▶ _SUPPLIED TEXT_:
----
The first sealant and the third sealant contain the same type of
resin.
[0019] Further features of the present invention will become
apparent from the following description of exemplary embodiments
with reference to the attached drawings.
BRIEF DESCRIPTION OF THE DRAWINGS
[0020] FIG. 1 is a diagram illustrating a recording element unit
according to a first embodiment of the present invention.
[0021] FIG. 2 is a schematic perspective view illustrating a
structure of a liquid discharge head according to the first
embodiment of the present invention.
[0022] FIGS. 3A and 3B are diagrams illustrating a structure of a
liquid discharge head of related art.
[0023] FIGS. 4A to 4F are diagrams illustrating a sealant
application process.
[0024] FIG. 5 is a diagram illustrating a recording element unit
according to a second embodiment of the present invention.
[0025] FIG. 6 is a table showing properties of sealants used in the
embodiments.
DESCRIPTION OF THE EMBODIMENTS
First Embodiment
[0026] A first embodiment of the present invention will be
described with reference to the drawings. FIG. 2 is a schematic
perspective view illustrating a structure of a liquid discharge
head according to the first embodiment of the present invention.
For easy understanding of the structure of a recording element
substrate 1, the liquid discharge head is partially cut out in FIG.
2. The recording element substrate 1 includes a silicon substrate
having discharge energy generating elements 2 thereon. The
discharge energy generating elements 2 are for generating energy to
be used for discharging liquid, such as ink. Discharge ports 3 are
for discharging ink, and a subtank 4 is for temporarily storing ink
to be discharged. An electric wiring member 5 is connected via
leads (electric connections) 6 to terminal areas of the recording
element substrate 1, to which the electric wiring member 5
transmits an electric signal for driving the discharge energy
generating elements 2. A support member 7 supports the recording
element substrate 1. A plate 8 (see FIG. 3B) supports the electric
wiring member 5. Blocking portions 10 each separate an under-lead
sealant and a perimeter sealant (described below). An over-lead
sealant (third sealant) 11 is for protecting an upper region of the
leads 6. As illustrated in FIG. 3B, the recording element substrate
1 is composed of the silicon substrate (described above) having the
discharge energy generating elements 2 thereon, and flow path
members 17 above the silicon substrate. The flow path members 17
form flow paths for supplying ink.
----
▶ _EXTRACTED DATA_:

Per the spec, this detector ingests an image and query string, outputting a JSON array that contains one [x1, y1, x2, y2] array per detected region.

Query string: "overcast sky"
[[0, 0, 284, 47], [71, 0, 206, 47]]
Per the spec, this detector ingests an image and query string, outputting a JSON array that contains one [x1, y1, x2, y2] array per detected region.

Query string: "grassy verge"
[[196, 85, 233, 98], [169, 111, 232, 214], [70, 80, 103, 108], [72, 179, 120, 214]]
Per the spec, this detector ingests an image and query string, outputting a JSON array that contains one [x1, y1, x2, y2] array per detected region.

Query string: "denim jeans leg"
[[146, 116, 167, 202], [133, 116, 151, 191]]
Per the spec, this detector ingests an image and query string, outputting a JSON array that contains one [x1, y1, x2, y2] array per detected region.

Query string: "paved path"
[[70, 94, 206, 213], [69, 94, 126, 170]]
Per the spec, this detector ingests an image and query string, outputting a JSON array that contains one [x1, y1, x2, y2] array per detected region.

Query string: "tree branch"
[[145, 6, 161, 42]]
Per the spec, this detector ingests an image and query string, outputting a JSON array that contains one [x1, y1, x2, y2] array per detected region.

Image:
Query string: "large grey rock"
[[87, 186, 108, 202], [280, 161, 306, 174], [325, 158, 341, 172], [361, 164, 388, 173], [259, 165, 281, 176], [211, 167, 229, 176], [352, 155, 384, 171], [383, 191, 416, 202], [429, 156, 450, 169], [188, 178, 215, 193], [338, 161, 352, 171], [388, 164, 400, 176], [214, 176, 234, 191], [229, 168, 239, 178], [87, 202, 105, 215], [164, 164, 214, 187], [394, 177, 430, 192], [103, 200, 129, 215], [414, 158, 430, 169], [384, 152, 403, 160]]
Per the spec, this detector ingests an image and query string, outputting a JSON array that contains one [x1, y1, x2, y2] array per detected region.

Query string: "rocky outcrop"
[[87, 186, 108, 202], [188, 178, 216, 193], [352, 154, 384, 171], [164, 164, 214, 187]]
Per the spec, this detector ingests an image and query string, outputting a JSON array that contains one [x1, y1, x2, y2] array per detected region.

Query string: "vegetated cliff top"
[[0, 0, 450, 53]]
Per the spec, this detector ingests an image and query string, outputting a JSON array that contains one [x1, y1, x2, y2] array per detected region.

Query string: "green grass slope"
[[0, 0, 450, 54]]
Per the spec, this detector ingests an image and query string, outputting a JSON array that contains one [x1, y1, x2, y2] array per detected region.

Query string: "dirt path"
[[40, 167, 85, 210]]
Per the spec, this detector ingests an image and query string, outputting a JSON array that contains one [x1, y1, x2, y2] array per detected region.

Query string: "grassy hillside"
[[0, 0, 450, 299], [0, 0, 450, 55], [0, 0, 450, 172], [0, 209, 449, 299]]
----
▶ _REQUEST 1_:
From the drawings section of the liquid discharge head text, list every figure or figure group it names, each with what it shows.
▶ _REQUEST 2_:
Write a continuation of the liquid discharge head text, picking up after its final sentence.
The material above is separate from the liquid discharge head text.

▶ _RIGHT ANSWER 1_:
- FIG. 1: a recording element unit according to a first embodiment of the present invention
- FIG. 2: a schematic perspective view illustrating a structure of a liquid discharge head according to the first embodiment of the present invention
- FIGS. 3A and 3B: a structure of a liquid discharge head of related art
- FIGS. 4A to 4F: a sealant application process
- FIG. 5: a recording element unit according to a second embodiment of the present invention
- FIG. 6: a table showing properties of sealants used in the embodiments

▶ _RIGHT ANSWER 2_:
[0027] FIG. 1 is a diagram illustrating a recording element unit 14
according to the first embodiment of the present invention. An
under-lead sealant (first sealant) 12 is provided between the
recording element substrate 1 and the plate 8 for sealing a gap in
a region where the leads 6 are present. A perimeter sealant (second
sealant) 13 is provided between the recording element substrate 1
and the plate 8 for sealing a gap in a region where no lead is
present.
[0028] The blocking portions 10 each separate the perimeter sealant
13 and the under-lead sealant 12 for sealing a lower region of the
leads 6. The recording element unit 14 having the structure
described above is joined to the subtank 4 to form the liquid
discharge head.
[0029] In the first embodiment, the recording element unit 14 is
made by a sealant application process illustrated in the diagrams
of FIGS. 4A to 4F. The recording element substrate 1 of the present
embodiment is 3.6 mm by 32.5 mm in size (X-direction by Y-direction
in FIGS. 1), and 0.62 mm in thickness. In the space between the
recording element substrate 1 and the plate 8, a gap in a region
where the leads 6 are present is 0.6 mm. Also in the space between
the recording element substrate 1 and the plate 8, a gap in a
region where no lead is present is 1.8 mm.
[0030] FIG. 4A illustrates the recording element unit 14 before
application of each sealant thereto. The recording element unit 14
is in a state where, after the recording element substrate 1 and
the plate 8 are mounted on the support member 7, the electric
wiring member 5 is mounted over the plate 8 to electrically join
the electric wiring member 5 to the recording element substrate
1.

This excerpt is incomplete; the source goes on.